## Supplied passage
There is a question I once asked in a tutorial. Can you actually have a democracy in a 2 party political system if one of those political parties happily ditches democratic principles in order to get power. Can founding documents, laws, courts and ‘the people’ safeguard a State from spiralling into autocracy in the face of a determined undemocratic party?
Is the problem the two party system? Or is it the fact that almost all founding documents were inherently anti-democratic (anti-universal suffrage) in creation…. That the founding fathers were consciously or subconsciously nervous about letting everyone vote and letting the people have power.
My simplistic response would be that ‘the people’ are the only safeguard. When enough people no longer choose to conform then revolutions happen. Sometimes for better. Sometimes not. What is difficult to accept is that the USA is actively pursuing your question.

[Dataset entries]

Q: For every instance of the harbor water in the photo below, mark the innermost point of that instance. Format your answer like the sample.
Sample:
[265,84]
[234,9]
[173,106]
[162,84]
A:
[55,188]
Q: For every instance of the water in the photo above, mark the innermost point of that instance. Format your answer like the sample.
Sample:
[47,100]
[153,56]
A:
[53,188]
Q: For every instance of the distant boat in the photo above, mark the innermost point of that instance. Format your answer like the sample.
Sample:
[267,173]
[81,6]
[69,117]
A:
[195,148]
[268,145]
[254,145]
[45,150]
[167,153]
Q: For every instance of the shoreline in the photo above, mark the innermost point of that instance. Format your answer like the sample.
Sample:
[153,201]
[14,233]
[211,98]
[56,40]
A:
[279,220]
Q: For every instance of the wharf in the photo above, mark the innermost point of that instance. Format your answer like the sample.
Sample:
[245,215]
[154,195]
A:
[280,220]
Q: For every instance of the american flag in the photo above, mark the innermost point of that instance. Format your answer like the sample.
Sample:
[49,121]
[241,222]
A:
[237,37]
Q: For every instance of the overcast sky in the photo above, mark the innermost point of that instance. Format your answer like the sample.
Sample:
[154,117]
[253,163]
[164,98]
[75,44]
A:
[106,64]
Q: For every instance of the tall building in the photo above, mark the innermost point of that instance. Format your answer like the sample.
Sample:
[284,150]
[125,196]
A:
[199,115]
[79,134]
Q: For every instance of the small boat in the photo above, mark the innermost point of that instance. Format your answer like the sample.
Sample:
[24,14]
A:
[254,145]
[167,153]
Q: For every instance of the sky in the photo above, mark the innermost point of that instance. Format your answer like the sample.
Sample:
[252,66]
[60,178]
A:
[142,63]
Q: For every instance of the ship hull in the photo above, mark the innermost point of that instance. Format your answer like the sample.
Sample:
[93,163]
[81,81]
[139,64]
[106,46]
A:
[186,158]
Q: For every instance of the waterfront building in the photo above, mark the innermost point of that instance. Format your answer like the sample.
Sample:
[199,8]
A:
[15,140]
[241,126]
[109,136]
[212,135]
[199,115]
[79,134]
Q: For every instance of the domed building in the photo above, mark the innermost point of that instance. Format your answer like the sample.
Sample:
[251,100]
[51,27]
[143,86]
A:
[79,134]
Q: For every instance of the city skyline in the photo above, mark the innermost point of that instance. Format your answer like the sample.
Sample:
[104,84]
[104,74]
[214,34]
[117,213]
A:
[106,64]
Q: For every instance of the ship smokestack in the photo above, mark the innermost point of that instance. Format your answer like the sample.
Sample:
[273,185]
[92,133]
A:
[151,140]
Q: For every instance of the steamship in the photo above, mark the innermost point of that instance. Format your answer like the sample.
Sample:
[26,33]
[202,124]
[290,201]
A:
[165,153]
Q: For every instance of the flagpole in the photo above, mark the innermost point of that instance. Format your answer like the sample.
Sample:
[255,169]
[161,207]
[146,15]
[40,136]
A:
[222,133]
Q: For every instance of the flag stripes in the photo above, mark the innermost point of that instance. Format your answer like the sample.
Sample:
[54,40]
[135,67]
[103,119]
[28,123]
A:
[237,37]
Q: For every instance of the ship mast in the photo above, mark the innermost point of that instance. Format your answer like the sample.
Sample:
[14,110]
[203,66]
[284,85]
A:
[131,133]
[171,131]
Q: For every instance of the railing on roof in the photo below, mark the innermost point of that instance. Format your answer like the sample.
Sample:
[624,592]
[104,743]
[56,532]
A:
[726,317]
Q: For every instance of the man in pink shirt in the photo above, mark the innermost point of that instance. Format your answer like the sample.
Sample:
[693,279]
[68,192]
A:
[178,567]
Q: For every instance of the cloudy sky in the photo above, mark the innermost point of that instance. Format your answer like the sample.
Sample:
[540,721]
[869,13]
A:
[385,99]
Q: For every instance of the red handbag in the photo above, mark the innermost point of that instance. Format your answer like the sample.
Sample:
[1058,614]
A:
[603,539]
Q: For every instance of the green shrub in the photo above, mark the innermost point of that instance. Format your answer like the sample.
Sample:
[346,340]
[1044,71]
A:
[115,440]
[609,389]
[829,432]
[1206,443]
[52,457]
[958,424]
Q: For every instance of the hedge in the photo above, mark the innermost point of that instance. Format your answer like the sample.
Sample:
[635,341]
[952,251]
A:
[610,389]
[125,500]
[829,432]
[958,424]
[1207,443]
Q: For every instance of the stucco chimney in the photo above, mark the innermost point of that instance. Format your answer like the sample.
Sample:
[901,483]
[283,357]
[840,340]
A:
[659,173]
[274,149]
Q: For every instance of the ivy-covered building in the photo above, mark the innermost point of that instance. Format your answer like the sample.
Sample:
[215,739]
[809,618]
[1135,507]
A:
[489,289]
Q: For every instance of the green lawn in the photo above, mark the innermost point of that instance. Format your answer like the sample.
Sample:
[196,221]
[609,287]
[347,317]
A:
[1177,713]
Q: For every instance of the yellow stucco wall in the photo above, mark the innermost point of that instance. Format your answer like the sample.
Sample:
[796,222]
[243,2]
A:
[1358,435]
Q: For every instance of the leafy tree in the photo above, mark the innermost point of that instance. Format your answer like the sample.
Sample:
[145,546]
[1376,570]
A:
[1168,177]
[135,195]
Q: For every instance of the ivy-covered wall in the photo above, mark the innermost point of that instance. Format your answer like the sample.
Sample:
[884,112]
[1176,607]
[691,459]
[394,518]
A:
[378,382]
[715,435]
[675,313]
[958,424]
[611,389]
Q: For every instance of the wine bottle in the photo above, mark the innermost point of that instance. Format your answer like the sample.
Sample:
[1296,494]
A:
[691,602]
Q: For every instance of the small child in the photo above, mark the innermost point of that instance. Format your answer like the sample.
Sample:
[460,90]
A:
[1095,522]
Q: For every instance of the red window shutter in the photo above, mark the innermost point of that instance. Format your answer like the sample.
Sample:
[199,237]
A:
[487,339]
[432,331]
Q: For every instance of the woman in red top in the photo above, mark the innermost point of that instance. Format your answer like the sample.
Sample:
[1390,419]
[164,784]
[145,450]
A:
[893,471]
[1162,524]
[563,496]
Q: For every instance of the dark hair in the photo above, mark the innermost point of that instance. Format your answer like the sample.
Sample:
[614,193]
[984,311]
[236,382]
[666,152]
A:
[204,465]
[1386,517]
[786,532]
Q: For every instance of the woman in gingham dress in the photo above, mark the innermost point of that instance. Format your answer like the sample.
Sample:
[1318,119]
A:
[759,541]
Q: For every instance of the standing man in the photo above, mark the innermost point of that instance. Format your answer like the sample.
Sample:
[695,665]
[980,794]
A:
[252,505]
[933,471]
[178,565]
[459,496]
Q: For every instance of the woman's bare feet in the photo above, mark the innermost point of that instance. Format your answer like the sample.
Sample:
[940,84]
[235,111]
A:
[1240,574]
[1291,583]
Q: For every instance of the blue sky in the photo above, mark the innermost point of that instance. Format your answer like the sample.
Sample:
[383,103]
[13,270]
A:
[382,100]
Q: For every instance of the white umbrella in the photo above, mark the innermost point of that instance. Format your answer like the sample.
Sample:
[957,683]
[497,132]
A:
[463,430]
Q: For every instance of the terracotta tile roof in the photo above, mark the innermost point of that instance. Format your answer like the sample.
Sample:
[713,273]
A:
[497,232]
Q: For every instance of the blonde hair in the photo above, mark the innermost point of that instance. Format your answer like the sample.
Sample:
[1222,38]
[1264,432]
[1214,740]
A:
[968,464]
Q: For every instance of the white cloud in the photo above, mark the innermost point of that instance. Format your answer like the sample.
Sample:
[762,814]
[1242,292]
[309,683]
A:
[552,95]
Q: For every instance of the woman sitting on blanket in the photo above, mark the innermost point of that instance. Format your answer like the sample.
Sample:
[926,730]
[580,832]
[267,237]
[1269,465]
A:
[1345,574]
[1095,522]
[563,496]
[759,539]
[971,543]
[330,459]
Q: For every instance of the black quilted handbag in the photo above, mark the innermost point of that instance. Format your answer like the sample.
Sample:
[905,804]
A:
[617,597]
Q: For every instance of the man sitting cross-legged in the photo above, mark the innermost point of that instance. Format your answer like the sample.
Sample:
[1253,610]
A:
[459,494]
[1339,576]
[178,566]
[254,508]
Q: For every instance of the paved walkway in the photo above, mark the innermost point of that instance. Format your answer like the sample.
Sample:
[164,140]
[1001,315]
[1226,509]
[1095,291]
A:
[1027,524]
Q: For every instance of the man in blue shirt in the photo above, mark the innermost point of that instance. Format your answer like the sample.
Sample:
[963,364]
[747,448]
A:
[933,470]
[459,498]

## Required work
Carry on the text about democracy and the two-party system, starting after its last sentence. The records have no connection to the text about democracy.

## Response for this exercise
Late Riser @ #159 Monday, November 2nd, 2020 – 2:45 pm
Revolutions rarely pan out as an expression of peoples democratic will. They tend to end up (if not start out) as a power struggle with ‘the people’ either stuck in the middle or pawns to the slaughter.
What strikes me is how blind people are to their own hypocrisy. How easily they defend their indefensible actions. That the same people demanding rights to arms and a multitude of ‘freedoms’ and individual rights, will try to kidnap a bus and stop people from speaking, voting and campaigning.
We know humans are completely capable of horrendous acts and convincing themselves that they are rational and doing the right thing. Educated, civilised, cultured people as capable or more so. We dont have to look far back into history to see it.
My question is; despite all the efforts of founding fathers, of a framework of protections and checks and balances, are our systems any more buffered from this collapse into barbarism than any other? Or, all this time, have we just been relying on the good will of two adversarial political parties to keep despots and their cronies at bay?
Some info on timing for Wednesday in Australian.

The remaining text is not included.